(Image-grounded pointing data)
============================================================
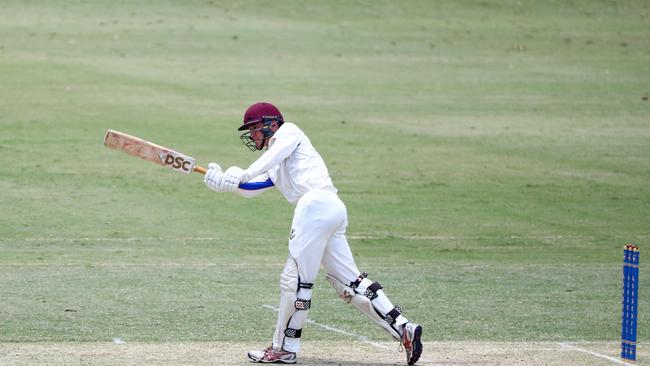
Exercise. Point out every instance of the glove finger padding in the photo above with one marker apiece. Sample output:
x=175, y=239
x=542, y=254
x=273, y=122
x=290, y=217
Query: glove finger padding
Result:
x=231, y=179
x=213, y=179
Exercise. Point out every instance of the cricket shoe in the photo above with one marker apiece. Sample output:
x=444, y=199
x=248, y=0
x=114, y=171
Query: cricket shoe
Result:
x=269, y=355
x=411, y=342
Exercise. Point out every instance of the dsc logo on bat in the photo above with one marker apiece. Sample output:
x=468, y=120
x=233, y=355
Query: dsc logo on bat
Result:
x=177, y=161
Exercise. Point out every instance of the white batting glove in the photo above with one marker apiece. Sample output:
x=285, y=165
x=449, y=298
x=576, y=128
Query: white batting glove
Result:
x=231, y=179
x=213, y=177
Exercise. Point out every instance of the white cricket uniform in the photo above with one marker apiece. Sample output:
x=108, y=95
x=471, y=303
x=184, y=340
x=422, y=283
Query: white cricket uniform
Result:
x=317, y=234
x=320, y=218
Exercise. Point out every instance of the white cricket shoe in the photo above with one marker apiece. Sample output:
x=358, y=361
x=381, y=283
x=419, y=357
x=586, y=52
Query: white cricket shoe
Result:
x=411, y=342
x=269, y=355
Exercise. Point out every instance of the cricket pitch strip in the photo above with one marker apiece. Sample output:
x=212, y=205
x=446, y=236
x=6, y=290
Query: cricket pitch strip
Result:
x=344, y=353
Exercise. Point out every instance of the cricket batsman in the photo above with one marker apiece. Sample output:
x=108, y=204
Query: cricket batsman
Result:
x=317, y=235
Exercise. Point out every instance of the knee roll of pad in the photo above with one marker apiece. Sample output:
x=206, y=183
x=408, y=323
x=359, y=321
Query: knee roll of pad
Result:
x=360, y=294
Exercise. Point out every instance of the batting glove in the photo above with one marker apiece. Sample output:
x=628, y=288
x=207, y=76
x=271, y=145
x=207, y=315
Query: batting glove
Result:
x=213, y=177
x=231, y=179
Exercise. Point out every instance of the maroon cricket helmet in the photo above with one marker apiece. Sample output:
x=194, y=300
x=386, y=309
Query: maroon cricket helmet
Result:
x=260, y=112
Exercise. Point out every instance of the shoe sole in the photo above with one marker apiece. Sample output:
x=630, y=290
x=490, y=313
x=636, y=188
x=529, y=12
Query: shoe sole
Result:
x=417, y=345
x=257, y=360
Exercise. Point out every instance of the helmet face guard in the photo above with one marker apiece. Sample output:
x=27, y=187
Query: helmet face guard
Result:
x=267, y=121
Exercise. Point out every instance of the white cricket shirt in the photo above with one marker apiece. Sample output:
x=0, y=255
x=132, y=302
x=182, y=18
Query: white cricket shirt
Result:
x=292, y=164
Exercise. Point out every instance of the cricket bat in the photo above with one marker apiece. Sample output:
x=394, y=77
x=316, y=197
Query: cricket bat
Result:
x=149, y=151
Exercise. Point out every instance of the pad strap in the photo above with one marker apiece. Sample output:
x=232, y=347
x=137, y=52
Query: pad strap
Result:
x=371, y=291
x=293, y=333
x=302, y=304
x=393, y=314
x=354, y=284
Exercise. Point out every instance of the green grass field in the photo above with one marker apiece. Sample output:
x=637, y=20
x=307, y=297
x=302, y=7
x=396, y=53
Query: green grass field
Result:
x=494, y=158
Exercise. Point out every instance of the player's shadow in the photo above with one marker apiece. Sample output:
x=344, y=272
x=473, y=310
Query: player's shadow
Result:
x=317, y=361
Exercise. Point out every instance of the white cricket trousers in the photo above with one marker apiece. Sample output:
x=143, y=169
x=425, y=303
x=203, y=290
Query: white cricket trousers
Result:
x=317, y=237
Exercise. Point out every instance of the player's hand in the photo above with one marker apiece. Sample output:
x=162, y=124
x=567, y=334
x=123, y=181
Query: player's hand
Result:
x=231, y=179
x=213, y=177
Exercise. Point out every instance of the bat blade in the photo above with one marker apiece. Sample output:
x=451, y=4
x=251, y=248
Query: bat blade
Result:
x=152, y=152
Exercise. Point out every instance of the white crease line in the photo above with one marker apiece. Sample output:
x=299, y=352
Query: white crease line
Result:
x=350, y=237
x=363, y=339
x=596, y=354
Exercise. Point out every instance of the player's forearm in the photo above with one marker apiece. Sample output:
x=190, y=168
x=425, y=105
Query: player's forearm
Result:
x=280, y=150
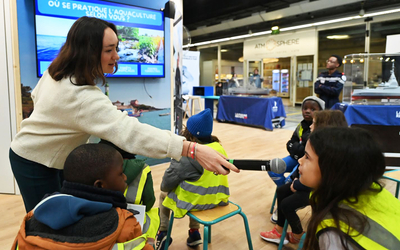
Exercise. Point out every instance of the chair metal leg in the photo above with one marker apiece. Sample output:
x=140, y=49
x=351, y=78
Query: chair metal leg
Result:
x=283, y=235
x=273, y=204
x=246, y=226
x=171, y=222
x=205, y=240
x=301, y=242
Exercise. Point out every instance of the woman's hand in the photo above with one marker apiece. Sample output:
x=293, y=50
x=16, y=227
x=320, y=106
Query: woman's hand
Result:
x=213, y=161
x=291, y=186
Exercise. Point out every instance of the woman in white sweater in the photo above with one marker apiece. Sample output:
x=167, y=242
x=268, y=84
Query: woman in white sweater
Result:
x=69, y=107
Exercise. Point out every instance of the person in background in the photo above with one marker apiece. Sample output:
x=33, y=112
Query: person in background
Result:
x=184, y=181
x=330, y=83
x=140, y=190
x=69, y=107
x=295, y=195
x=296, y=144
x=233, y=82
x=350, y=207
x=256, y=80
x=90, y=212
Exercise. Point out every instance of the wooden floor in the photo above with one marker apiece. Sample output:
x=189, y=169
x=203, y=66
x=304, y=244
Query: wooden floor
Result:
x=252, y=190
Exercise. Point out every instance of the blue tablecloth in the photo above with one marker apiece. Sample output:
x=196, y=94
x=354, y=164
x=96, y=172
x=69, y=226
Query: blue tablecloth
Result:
x=256, y=111
x=386, y=115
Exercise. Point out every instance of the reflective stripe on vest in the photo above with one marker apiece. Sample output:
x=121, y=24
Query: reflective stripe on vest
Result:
x=375, y=235
x=299, y=131
x=133, y=194
x=135, y=244
x=151, y=222
x=134, y=191
x=206, y=193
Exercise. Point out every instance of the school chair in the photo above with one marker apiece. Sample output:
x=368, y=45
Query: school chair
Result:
x=394, y=175
x=210, y=217
x=303, y=237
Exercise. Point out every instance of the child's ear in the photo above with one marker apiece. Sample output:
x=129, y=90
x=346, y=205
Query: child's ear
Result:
x=98, y=183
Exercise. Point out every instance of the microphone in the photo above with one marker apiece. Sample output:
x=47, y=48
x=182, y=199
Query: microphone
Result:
x=275, y=165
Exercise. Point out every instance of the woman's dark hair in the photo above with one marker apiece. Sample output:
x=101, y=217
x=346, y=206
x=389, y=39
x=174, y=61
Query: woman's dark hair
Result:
x=185, y=133
x=89, y=162
x=80, y=56
x=350, y=161
x=329, y=118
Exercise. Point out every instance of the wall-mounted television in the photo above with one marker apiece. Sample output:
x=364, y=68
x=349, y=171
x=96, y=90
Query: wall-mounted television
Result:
x=140, y=33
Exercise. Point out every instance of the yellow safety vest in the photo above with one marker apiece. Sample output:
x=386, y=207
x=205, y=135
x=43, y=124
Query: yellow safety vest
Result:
x=382, y=211
x=133, y=194
x=206, y=193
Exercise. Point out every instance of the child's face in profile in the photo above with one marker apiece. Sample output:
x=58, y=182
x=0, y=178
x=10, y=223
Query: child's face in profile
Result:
x=308, y=109
x=310, y=173
x=312, y=125
x=115, y=179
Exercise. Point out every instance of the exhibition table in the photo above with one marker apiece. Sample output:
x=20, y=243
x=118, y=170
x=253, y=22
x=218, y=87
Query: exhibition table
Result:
x=255, y=111
x=383, y=121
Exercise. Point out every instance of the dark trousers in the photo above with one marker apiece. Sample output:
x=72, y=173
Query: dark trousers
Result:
x=288, y=204
x=34, y=179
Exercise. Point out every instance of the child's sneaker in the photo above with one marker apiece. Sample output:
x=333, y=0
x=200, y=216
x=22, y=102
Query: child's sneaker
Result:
x=161, y=239
x=194, y=238
x=274, y=216
x=273, y=236
x=292, y=239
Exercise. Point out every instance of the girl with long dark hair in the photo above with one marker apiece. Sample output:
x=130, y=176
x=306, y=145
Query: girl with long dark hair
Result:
x=350, y=207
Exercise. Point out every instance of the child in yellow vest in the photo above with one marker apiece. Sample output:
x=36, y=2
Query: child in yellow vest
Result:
x=350, y=207
x=187, y=186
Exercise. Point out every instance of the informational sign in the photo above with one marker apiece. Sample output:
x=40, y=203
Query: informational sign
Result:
x=285, y=45
x=140, y=33
x=190, y=71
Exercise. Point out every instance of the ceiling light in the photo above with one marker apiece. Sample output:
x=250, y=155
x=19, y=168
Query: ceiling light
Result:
x=300, y=26
x=338, y=37
x=270, y=60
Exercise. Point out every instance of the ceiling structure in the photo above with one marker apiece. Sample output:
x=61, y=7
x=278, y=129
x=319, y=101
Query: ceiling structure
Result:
x=215, y=19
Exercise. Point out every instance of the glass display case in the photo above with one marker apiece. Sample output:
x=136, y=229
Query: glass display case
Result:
x=372, y=79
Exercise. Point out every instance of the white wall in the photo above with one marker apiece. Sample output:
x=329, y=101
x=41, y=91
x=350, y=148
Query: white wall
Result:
x=6, y=94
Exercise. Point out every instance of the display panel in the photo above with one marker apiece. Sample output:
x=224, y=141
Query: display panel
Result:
x=140, y=33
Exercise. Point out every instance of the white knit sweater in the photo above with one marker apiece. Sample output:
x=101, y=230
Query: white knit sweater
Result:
x=65, y=115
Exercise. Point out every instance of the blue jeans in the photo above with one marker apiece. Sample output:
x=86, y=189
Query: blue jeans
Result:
x=280, y=179
x=34, y=179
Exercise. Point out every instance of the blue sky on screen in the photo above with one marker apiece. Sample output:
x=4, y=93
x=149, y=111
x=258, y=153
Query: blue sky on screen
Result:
x=52, y=26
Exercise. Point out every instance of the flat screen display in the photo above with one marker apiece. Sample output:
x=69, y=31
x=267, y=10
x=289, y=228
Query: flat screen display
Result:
============================================================
> _The task_
The answer is a count and nothing more: lines above that contain "girl".

> _Response_
2